### SOURCE TEXT

◆ ◆ ◆

Welcome back to a grab-bag edition of Ask Massively. First up is reader Roy, who asked,

Do you have any kind of newsletter or weekly email on this site?

Nope, no newsletter or email blasts! But there are lots of easy ways to follow our work. If you want the whole shebang, you can follow us through your RSS reader of choice as well as several social media avenues, all outlined in an Ask Massively from last year. If you want just a summary of our best stuff, you could follow just our Week in Review column, which runs every Sunday evening and might just serve your desire for a weekly summary of cool posts. We also publish weekly roundups of MMO in beta testing, crowdfunded MMOs, and pseudo-MMOs, including coverage of some games we don't traditionally cover separately.

What else have we got this week? How about an internet spaceships question from Gabe.

I have been very interested in all the comings and goings of EVE Online and feel like I missed out on a great game when it launched 10 years ago. Now that the game is old, I feel a bit apprehensive to dive into such an established game. What does the game offer to entice a player with no experience in that world?

At first I didn't want to answer this question because I am not a fan of EVE Online to begin with. I like sandboxes, I like sci-fi, and I like PvP, but EVE's specific blend just doesn't do it for me. But the more I thought about your question, the more I realized it is a universal one. A lot of gamers are afraid of "old" games: We're afraid they're devoid of players, badly optimized for modern tech, neglected by the studios, full of bugs, supplanted by other titles, dominated by a few remaining elites, suffering an inflated economy, ravaged by bloated design or powercreep, and shambling toward sunset. And we're not crazy for thinking any of those things. If you've been participating in this genre long enough, you've watched games decay into just such a state.

But old games have huge advantages over new games too. They have utterly loyal players, smaller playerbases with better feedback for smaller dev teams, dedicated forums, stockpiles of encyclopedic knowledge tucked away on websites, years of patches and content, guilds dedicated to scooping up and keeping newbies around, revamped tutorials, updated UIs, unobtrusive business models, and mature economies that can sometimes give newbs a leg up. Many ancient titles have learned from their mistakes and improved over time. And perhaps most importantly, some of them offer gameplay mechanics and features you just can't get in more modern games with less dev time under their belts.

◆ ◆ ◆

### DIRECTIONS
1 - Which kinds of games get weekly roundups, according to the Ask Massively column?
2 - In the Ask Massively column, when does the Week in Review column run?
3 - Carry on the Ask Massively column from its last sentence.
The material has no connection to the Ask Massively column.

◆ ◆ ◆

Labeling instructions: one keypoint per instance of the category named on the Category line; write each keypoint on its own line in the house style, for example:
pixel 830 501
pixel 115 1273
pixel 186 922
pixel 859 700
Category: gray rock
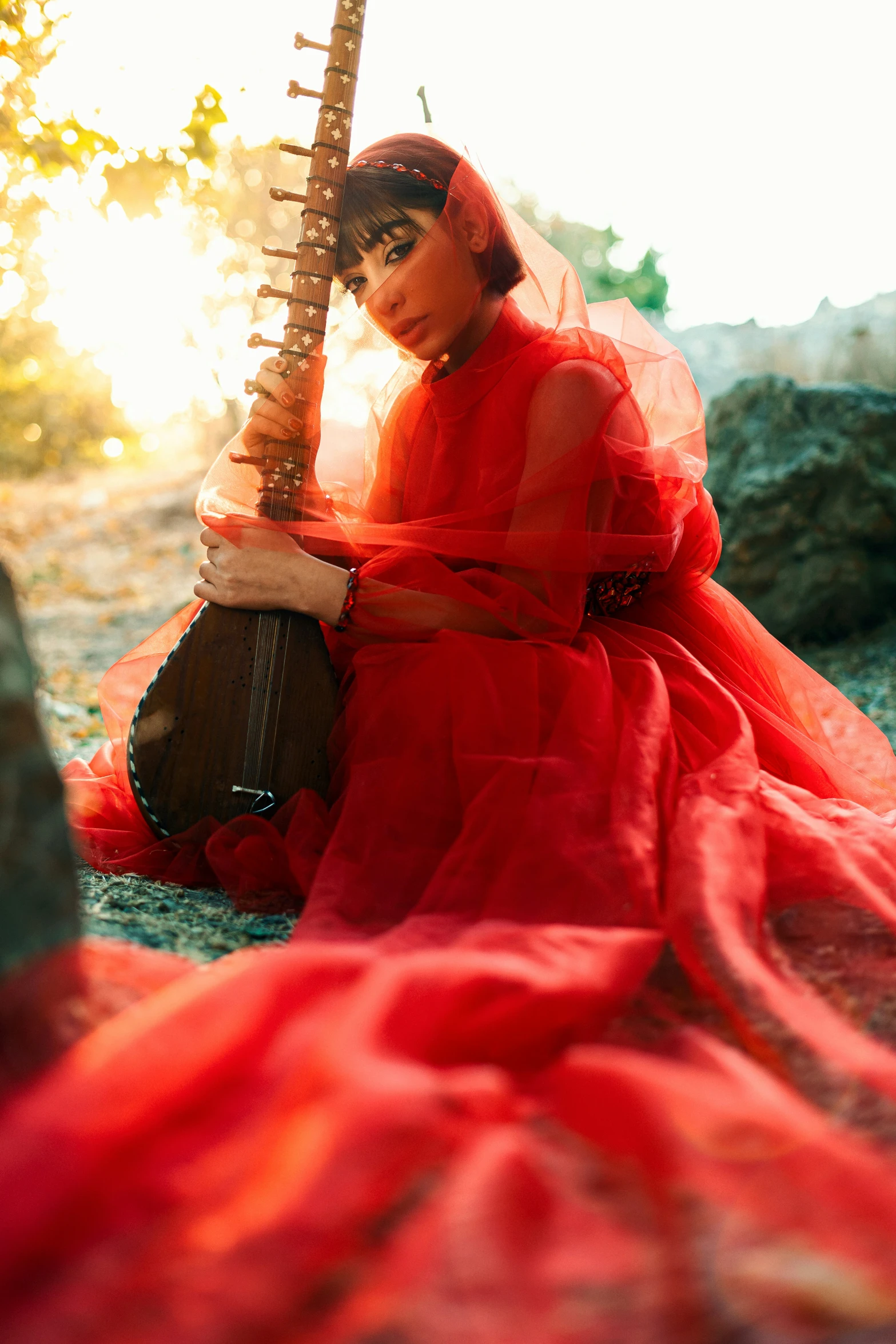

◆ ◆ ◆

### TASK-BY-TASK OUTPUTS
1 - MMOs in beta testing, crowdfunded MMOs, and pseudo-MMOs.

2 - Every Sunday evening.

3 -
EVE is no exception. No one's going to lie to you and tell you that an open-PvP title like EVE Online is going to be a rosy experience for a solo newbie. The economy is stacked against you, and the griefers will see you coming a mile away. But the game still gets major updates twice yearly; it's huge, it's beautiful, and it's tech-savvy for its age. It appears to be in no danger of closing down, in spite of CCP's recent troubles, and in recent years, both the studio and the players have made concerted efforts to getting newbies to play and stay (see EVE University for one laudable example). And it's dirt cheap: You can often pick up the entire game and a month of play for a few bucks on Steam.

As with most old games, you really don't have a lot to lose by trying it just to see whether there's any magic for you. Most of my favorite games are those I returned to after years away only to fall in love once I'd seen how the game had matured in my absence. If we were all just a bit more willing to try games that are just a bit out of date, we might actually be happier than we are jumping between brand-new, incomplete, $60 titles.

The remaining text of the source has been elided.